# WHAT IS NEEDED
Beginning at the line that contains "Locate every instance of the skin", write out each remaining line of the entries below exactly as it stands.
━━━━━━
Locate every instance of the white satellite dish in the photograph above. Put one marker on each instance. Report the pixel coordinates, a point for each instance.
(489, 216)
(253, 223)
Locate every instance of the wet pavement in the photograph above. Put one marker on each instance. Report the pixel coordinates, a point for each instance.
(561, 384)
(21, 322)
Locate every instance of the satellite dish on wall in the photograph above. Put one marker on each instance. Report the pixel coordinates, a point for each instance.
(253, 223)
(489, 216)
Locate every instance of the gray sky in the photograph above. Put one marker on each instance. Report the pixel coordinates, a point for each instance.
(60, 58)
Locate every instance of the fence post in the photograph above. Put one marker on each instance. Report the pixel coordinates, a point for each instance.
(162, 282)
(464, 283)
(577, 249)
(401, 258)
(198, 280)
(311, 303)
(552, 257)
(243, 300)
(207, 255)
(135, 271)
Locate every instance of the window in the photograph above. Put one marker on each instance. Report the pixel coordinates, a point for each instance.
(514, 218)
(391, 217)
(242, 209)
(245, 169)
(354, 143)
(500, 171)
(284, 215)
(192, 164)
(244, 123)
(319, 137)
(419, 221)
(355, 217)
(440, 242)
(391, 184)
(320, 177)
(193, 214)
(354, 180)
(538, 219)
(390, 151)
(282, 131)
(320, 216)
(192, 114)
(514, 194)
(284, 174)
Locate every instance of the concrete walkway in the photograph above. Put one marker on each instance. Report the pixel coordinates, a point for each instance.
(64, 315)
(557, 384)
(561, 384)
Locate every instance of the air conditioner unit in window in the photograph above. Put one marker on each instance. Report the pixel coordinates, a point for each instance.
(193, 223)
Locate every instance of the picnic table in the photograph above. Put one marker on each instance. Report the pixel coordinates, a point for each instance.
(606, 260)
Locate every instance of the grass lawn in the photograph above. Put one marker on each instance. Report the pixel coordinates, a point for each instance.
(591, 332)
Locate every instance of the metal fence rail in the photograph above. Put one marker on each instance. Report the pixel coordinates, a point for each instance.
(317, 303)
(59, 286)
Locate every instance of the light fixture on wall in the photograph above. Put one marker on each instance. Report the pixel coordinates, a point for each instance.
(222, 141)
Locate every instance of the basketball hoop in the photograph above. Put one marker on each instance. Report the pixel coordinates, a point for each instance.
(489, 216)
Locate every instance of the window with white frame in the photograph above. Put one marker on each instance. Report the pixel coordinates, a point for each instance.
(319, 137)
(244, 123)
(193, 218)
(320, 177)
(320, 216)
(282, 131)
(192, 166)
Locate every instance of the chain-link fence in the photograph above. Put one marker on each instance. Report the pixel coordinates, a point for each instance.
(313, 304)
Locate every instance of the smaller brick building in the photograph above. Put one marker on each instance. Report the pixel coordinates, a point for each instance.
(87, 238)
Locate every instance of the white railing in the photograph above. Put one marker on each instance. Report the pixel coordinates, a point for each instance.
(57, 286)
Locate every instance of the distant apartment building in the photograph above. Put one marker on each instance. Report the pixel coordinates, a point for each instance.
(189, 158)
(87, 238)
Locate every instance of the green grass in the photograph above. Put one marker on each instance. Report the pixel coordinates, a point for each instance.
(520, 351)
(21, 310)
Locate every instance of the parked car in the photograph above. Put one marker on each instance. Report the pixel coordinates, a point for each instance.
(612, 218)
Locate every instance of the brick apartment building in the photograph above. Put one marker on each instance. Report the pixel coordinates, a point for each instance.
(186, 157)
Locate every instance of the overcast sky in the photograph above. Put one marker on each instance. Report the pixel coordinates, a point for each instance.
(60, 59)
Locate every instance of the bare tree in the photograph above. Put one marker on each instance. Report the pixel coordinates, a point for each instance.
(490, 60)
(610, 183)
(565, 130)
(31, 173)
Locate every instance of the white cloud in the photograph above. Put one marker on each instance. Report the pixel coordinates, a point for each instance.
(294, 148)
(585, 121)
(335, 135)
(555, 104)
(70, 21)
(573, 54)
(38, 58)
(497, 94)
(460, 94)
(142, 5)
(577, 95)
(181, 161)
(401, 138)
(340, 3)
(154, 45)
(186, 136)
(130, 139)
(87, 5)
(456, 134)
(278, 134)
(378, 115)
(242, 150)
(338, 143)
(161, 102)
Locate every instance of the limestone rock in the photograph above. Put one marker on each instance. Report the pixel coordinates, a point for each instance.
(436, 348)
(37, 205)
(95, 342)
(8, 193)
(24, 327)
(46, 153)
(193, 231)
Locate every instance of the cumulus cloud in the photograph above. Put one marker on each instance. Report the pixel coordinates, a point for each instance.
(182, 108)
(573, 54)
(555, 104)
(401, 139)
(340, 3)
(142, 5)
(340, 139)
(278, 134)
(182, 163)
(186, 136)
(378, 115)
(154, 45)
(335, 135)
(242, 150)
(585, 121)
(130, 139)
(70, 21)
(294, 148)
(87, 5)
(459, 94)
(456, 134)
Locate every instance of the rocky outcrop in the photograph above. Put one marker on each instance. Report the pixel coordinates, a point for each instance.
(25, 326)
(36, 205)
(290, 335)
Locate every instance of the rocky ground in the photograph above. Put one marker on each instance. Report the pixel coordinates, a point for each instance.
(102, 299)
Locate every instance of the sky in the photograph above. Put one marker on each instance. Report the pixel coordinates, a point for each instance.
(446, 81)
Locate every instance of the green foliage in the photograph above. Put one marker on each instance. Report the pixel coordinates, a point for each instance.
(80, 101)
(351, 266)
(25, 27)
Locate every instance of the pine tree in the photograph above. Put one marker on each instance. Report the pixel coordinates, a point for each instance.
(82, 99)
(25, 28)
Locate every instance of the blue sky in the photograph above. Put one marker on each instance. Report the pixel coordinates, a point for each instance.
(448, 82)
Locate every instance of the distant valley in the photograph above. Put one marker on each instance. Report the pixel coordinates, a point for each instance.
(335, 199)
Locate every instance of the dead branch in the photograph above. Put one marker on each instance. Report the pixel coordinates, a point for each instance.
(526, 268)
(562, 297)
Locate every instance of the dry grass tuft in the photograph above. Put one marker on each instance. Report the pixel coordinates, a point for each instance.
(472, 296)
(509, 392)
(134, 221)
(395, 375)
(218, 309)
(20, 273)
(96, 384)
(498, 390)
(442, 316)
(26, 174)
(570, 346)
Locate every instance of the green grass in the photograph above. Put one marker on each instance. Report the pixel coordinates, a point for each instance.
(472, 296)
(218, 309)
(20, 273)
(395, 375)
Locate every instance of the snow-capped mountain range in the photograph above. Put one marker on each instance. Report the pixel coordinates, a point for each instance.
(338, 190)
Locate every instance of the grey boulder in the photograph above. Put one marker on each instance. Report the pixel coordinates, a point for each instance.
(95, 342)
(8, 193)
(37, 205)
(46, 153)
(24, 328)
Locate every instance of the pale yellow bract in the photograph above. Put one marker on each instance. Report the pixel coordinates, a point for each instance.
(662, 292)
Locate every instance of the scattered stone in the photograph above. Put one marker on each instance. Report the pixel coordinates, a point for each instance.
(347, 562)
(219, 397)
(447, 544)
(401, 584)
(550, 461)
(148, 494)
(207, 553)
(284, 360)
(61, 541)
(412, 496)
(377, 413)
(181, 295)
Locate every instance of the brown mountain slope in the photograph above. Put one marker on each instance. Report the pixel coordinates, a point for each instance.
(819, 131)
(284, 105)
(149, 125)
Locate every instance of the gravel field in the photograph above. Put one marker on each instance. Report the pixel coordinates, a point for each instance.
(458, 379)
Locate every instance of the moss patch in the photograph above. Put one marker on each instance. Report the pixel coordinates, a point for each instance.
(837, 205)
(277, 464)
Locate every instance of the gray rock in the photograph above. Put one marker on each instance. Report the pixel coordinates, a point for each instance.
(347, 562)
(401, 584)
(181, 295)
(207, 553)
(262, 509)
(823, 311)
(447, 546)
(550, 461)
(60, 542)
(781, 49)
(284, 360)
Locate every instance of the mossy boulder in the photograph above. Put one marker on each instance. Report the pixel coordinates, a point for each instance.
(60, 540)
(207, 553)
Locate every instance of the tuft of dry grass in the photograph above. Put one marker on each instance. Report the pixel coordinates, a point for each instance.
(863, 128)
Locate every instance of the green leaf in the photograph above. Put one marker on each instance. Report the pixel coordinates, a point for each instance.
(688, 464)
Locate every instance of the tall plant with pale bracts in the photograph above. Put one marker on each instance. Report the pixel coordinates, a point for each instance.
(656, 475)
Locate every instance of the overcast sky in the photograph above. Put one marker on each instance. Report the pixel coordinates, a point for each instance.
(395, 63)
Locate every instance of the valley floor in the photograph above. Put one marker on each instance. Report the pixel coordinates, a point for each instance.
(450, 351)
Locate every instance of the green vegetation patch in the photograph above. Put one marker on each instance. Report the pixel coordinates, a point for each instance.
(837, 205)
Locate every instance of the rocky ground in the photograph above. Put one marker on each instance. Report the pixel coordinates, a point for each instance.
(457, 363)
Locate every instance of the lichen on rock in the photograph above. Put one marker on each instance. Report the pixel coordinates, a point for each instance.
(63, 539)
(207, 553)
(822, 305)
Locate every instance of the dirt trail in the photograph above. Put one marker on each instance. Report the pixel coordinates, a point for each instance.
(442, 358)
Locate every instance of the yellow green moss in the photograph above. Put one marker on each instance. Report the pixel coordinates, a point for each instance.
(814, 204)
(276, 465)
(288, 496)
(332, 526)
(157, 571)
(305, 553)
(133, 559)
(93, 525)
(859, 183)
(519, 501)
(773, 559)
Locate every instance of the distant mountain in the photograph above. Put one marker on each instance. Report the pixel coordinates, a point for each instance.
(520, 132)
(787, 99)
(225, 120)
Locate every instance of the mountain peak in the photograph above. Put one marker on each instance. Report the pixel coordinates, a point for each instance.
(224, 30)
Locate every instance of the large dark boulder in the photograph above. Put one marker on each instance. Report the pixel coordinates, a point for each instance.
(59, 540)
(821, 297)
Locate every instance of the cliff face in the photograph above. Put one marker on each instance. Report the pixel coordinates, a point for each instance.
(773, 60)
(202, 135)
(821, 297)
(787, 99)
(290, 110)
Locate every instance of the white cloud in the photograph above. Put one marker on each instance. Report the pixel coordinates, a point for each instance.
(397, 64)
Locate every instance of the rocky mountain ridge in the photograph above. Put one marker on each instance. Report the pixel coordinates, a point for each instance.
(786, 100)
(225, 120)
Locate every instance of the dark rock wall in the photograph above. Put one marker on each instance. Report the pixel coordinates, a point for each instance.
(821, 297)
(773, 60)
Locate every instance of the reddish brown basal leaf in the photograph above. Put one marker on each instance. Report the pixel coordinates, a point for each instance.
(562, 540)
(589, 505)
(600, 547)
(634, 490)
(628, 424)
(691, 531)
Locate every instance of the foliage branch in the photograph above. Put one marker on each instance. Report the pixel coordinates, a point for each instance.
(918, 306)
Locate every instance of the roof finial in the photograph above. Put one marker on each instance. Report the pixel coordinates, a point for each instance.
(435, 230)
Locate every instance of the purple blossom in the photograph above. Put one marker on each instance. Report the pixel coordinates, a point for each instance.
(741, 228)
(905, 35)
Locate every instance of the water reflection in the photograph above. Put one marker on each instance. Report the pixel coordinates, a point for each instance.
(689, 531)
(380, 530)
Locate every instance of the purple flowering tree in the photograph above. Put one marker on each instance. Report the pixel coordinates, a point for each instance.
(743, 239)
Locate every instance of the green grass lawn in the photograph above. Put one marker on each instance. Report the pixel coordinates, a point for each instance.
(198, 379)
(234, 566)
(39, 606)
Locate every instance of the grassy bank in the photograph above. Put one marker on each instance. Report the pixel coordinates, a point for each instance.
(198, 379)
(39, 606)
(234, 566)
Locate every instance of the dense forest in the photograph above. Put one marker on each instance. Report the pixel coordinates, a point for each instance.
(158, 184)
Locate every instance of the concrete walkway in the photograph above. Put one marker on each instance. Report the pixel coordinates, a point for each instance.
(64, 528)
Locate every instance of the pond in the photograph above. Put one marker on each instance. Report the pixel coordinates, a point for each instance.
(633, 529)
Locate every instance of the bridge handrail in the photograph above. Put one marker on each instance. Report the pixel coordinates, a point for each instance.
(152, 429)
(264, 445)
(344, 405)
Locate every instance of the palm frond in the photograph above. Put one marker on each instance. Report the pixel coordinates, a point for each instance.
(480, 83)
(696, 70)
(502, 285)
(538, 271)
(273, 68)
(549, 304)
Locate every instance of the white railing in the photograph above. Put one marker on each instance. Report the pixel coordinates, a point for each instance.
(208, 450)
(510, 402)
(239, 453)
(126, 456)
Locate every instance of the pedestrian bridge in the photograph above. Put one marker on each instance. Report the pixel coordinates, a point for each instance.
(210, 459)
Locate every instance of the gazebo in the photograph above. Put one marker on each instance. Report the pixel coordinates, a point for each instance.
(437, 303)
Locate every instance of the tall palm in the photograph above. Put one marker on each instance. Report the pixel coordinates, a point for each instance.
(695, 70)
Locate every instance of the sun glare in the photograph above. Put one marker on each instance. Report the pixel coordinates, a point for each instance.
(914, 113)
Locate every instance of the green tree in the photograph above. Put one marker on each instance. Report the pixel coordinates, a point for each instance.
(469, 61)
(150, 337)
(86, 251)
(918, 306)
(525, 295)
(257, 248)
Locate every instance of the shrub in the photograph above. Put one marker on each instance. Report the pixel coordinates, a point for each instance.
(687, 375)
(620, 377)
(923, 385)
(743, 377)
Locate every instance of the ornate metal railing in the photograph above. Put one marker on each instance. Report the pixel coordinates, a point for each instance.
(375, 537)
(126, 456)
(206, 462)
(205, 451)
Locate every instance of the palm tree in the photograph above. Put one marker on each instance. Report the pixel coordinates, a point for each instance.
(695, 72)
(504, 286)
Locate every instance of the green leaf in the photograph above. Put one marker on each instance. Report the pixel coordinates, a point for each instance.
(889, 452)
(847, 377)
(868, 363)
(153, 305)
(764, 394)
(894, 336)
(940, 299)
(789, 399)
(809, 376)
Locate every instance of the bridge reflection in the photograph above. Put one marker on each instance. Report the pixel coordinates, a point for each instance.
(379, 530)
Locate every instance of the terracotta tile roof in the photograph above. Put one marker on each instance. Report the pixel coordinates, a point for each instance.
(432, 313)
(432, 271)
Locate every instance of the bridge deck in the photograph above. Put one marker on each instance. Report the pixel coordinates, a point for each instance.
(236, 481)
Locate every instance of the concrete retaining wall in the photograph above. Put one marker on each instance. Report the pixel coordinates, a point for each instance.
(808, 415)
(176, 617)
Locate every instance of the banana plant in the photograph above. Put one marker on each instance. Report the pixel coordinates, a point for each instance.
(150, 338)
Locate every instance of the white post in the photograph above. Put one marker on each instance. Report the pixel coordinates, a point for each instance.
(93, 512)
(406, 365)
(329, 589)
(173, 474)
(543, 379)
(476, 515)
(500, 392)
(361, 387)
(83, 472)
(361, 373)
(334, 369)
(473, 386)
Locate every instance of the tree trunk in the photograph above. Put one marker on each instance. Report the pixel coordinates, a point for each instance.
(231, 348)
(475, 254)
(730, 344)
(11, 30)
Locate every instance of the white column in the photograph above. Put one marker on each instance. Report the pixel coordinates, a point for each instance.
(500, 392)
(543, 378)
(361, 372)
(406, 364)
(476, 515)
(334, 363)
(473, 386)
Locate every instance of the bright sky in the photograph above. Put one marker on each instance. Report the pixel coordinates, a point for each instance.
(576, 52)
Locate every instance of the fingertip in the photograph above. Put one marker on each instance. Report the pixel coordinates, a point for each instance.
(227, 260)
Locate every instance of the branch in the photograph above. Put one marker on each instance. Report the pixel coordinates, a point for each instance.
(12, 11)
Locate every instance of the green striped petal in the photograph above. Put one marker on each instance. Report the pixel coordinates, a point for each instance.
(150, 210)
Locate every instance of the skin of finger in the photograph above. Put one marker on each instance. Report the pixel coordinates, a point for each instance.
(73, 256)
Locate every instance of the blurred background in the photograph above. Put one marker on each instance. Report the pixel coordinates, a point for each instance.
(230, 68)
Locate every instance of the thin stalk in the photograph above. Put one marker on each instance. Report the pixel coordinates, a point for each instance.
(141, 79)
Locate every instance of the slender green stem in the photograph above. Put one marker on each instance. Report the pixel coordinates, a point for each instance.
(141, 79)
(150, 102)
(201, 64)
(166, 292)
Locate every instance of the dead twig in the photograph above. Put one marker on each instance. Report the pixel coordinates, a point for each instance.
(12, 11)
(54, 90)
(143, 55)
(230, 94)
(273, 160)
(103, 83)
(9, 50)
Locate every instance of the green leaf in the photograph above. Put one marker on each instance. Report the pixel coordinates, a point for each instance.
━━━━━━
# COMPLETED EXERCISE
Locate every instance of the skin of finger in the photograph above. Put one marker on each instance. Report the pixel coordinates, a point for each instance.
(73, 256)
Locate every instance of the blurred background in the photograph above. Put one marker on each instance. Report the pixel coordinates, a point for each instance.
(230, 68)
Locate every instance of the thin stalk in the photograph above. Put one marker on each instance. Report the pixel coordinates, a point for each instance.
(141, 79)
Locate every instance of the slender green stem in the photograph above. Put one marker on each instance. Report the pixel coordinates, a point for each instance.
(141, 79)
(150, 102)
(201, 64)
(166, 292)
Locate every instance of the dead twig in the photograph above. Put one marker on each instance. Report the pixel coordinates, a point for each instance.
(12, 11)
(54, 90)
(143, 55)
(230, 94)
(273, 160)
(103, 83)
(9, 50)
Locate every instance of the green leaf in the photograph above. Put one marker on each instance. Report the pixel coordinates, a point for each instance.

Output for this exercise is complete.